From the listing below, extract every line that contains the string "grass" and copy each one out in full.

• **EXERCISE MATERIALS**:
━━━━━━━━━━━━━━━━━━━━━━━━━━━━━━
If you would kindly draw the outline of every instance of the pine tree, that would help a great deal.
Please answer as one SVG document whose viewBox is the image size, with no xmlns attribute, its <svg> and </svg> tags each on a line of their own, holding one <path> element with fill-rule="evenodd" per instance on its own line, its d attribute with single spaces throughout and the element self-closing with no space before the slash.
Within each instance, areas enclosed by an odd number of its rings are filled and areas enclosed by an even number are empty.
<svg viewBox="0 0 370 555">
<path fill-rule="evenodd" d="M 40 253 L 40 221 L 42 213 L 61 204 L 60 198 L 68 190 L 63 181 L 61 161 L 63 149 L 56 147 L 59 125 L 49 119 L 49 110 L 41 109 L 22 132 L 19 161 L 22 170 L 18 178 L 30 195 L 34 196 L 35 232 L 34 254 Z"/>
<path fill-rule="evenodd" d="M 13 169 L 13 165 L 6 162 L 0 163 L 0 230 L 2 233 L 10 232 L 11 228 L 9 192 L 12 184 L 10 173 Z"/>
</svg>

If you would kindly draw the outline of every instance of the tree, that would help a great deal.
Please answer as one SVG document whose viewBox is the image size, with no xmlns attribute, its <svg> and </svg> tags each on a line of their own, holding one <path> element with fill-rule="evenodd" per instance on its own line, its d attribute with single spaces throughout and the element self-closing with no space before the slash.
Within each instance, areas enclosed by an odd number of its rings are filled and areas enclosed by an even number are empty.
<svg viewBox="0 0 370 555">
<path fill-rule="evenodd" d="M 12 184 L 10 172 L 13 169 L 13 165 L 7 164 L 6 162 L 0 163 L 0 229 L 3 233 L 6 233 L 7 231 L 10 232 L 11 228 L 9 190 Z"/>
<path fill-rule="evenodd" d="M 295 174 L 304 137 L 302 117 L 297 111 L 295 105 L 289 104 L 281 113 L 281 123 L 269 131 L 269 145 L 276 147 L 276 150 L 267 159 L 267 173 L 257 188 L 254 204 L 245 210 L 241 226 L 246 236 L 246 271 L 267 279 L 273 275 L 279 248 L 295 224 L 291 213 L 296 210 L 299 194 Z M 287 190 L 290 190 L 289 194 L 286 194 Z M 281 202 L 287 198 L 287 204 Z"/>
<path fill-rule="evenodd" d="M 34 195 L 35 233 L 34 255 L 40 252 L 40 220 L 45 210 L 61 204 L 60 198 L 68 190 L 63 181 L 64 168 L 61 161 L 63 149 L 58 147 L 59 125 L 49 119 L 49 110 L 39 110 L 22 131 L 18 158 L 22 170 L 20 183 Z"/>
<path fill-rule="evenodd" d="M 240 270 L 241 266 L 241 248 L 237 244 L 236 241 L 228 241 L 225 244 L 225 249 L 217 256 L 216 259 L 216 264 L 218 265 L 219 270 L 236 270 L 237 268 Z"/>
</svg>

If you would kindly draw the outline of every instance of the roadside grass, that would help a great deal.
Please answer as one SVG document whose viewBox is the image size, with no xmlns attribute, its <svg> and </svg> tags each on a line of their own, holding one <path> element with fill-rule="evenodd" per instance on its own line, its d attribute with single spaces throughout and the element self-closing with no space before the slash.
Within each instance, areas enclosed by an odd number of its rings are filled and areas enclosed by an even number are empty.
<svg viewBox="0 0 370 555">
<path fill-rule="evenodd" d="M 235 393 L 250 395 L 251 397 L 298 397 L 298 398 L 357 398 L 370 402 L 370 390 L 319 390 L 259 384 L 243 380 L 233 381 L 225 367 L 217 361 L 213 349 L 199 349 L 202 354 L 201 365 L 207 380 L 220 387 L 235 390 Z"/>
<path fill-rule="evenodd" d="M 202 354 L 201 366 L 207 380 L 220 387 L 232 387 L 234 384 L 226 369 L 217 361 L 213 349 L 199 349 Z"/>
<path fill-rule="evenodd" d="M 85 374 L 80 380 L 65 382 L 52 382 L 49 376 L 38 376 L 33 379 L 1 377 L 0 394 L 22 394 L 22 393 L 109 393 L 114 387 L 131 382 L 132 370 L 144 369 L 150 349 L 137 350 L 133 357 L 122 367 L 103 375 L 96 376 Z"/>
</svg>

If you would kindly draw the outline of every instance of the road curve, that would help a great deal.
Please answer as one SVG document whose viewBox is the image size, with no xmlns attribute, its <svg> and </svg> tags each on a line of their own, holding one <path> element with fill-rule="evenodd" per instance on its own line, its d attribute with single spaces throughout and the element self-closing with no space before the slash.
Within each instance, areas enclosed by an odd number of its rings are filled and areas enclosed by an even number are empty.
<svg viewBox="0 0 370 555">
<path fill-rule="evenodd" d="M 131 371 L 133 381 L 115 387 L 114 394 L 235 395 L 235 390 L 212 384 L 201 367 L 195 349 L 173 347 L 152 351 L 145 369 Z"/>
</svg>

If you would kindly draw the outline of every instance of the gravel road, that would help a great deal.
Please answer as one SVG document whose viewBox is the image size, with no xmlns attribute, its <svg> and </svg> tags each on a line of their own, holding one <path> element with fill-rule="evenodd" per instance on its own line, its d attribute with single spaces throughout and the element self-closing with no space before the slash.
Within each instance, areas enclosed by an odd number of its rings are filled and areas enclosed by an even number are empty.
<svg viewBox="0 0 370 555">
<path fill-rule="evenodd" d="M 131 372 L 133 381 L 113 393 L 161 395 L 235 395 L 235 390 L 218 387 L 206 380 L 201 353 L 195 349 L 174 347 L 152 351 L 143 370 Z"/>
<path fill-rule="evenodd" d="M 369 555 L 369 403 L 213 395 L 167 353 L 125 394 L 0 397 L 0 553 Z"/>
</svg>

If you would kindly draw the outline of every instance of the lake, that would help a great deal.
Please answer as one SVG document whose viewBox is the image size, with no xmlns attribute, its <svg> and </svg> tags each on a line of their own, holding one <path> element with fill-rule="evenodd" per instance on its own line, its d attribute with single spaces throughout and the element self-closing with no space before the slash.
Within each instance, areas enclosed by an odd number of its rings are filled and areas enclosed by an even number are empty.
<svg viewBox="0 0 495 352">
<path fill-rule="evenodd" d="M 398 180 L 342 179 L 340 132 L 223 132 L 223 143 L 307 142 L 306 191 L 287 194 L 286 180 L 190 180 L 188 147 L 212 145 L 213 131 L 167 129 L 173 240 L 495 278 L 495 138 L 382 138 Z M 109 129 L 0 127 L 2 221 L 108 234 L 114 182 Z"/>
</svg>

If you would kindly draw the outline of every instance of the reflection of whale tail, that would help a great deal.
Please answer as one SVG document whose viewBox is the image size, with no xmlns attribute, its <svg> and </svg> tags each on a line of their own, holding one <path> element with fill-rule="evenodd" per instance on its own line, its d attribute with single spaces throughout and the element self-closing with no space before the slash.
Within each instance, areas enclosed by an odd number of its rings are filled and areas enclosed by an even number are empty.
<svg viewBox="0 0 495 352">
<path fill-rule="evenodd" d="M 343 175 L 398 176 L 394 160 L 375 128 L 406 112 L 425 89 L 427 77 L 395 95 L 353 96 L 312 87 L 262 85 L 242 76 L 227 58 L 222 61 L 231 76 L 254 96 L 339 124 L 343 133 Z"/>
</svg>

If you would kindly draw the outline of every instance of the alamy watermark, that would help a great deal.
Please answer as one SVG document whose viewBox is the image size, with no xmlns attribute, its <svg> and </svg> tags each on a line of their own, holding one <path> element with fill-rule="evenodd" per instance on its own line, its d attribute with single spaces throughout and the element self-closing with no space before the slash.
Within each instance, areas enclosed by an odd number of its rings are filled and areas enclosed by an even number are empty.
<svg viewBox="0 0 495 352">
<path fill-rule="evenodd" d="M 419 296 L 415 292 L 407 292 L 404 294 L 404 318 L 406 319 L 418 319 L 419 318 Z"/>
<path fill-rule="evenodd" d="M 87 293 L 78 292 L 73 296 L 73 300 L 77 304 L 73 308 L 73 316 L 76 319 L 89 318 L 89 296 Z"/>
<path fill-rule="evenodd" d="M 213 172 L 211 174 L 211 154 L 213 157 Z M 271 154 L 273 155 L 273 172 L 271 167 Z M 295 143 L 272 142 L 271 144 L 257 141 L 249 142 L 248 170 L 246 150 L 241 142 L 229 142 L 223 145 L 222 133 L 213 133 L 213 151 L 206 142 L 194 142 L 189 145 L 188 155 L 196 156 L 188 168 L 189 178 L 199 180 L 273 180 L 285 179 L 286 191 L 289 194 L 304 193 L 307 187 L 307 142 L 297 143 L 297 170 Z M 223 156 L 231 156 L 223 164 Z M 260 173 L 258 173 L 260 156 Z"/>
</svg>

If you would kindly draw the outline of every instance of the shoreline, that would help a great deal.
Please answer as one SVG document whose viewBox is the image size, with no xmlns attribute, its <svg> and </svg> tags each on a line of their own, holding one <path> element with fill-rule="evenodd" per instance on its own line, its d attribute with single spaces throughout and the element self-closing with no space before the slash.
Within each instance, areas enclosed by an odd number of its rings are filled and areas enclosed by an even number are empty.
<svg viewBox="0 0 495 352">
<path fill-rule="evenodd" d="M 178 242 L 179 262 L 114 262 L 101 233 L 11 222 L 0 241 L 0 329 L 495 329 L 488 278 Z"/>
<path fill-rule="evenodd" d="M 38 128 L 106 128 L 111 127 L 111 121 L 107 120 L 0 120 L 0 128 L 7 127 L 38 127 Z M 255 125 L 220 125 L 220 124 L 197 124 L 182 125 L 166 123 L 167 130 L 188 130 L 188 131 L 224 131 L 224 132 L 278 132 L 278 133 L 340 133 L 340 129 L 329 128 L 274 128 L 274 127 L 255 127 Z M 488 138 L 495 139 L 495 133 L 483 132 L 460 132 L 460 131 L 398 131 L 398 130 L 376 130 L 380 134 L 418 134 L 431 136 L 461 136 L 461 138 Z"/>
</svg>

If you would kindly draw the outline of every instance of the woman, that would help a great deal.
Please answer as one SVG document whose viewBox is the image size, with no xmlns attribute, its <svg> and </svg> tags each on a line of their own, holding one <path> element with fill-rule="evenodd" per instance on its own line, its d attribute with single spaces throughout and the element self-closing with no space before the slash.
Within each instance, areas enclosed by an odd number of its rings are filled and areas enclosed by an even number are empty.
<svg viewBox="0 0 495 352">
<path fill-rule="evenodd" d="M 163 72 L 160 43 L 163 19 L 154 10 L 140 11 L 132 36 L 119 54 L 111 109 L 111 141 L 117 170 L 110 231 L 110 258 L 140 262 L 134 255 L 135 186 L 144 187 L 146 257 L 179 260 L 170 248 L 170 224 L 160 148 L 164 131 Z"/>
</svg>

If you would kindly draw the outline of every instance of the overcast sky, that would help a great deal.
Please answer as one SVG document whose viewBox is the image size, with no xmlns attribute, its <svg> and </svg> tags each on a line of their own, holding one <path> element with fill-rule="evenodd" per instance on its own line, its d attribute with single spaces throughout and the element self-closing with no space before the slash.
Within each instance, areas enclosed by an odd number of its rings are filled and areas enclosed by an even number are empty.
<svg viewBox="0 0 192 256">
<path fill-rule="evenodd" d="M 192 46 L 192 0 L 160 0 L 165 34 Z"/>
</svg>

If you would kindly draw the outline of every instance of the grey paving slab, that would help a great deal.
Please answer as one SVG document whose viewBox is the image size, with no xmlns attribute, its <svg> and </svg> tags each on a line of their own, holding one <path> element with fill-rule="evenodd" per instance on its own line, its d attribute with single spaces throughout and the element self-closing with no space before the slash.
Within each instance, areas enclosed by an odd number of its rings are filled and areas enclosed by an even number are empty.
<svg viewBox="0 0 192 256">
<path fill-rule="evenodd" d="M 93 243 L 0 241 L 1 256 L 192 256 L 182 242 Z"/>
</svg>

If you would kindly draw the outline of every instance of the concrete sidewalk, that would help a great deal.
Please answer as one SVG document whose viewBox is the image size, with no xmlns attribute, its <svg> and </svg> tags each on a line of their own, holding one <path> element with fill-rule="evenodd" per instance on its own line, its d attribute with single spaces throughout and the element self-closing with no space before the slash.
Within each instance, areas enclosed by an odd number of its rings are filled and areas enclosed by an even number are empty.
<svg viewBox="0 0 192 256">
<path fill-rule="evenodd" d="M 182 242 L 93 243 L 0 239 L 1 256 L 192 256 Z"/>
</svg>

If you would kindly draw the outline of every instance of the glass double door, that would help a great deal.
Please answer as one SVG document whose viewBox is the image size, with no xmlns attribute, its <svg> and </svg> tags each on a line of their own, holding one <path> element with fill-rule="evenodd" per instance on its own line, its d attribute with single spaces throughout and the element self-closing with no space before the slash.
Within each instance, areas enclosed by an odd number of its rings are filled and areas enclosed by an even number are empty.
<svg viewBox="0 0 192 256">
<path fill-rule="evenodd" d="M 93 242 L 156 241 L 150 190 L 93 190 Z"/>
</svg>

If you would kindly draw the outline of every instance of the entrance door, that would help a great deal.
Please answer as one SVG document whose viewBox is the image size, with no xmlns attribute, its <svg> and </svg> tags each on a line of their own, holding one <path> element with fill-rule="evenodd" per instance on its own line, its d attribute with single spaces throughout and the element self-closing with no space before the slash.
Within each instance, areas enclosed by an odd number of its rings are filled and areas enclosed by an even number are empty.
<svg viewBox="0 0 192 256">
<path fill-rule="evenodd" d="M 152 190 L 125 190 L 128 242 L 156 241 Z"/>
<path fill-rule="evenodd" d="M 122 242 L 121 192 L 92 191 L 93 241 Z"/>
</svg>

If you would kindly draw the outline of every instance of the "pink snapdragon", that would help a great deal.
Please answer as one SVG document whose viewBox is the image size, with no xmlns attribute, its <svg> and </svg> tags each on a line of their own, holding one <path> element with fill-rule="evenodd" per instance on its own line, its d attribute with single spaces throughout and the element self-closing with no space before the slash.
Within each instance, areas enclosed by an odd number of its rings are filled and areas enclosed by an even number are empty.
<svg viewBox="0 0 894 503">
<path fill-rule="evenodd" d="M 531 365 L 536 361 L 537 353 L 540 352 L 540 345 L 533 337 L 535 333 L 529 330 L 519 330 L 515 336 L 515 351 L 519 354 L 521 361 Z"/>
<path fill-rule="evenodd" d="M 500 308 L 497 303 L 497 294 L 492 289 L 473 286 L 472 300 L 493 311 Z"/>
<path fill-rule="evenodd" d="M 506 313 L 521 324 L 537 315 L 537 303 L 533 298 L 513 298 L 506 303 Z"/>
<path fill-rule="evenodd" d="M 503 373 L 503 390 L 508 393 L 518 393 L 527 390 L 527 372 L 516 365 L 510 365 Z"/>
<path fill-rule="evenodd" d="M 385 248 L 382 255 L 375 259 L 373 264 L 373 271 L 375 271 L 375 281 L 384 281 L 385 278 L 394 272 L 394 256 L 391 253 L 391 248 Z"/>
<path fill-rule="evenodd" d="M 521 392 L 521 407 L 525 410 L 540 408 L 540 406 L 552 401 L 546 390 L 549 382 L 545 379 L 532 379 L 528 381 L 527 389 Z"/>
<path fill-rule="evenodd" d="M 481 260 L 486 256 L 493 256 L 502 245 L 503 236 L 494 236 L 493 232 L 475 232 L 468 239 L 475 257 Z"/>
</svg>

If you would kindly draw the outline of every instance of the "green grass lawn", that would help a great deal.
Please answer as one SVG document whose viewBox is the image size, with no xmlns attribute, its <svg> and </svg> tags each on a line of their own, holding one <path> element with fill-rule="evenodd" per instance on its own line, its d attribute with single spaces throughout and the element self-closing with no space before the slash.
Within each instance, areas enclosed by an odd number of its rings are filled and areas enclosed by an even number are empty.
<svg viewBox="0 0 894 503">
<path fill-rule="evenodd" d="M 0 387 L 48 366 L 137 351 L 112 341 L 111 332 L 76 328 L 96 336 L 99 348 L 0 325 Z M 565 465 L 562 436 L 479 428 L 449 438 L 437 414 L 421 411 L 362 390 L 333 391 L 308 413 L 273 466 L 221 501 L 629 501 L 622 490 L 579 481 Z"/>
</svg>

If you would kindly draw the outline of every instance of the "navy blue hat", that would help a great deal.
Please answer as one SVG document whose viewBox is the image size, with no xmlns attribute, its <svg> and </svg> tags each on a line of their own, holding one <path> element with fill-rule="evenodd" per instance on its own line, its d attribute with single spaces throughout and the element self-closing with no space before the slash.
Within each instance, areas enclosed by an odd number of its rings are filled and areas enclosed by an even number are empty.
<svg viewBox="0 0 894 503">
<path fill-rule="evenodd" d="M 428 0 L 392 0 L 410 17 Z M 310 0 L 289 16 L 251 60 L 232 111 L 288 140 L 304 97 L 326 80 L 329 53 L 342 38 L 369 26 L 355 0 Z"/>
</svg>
━━━━━━━━━━━━━━━━━━━━━━━━━━━━━━
• **EXPECTED ANSWER**:
If you would kindly draw the outline of every instance of the roadside grass, that would help a great deal.
If you would kindly draw the outline of every instance of the "green grass lawn", that would help a great deal.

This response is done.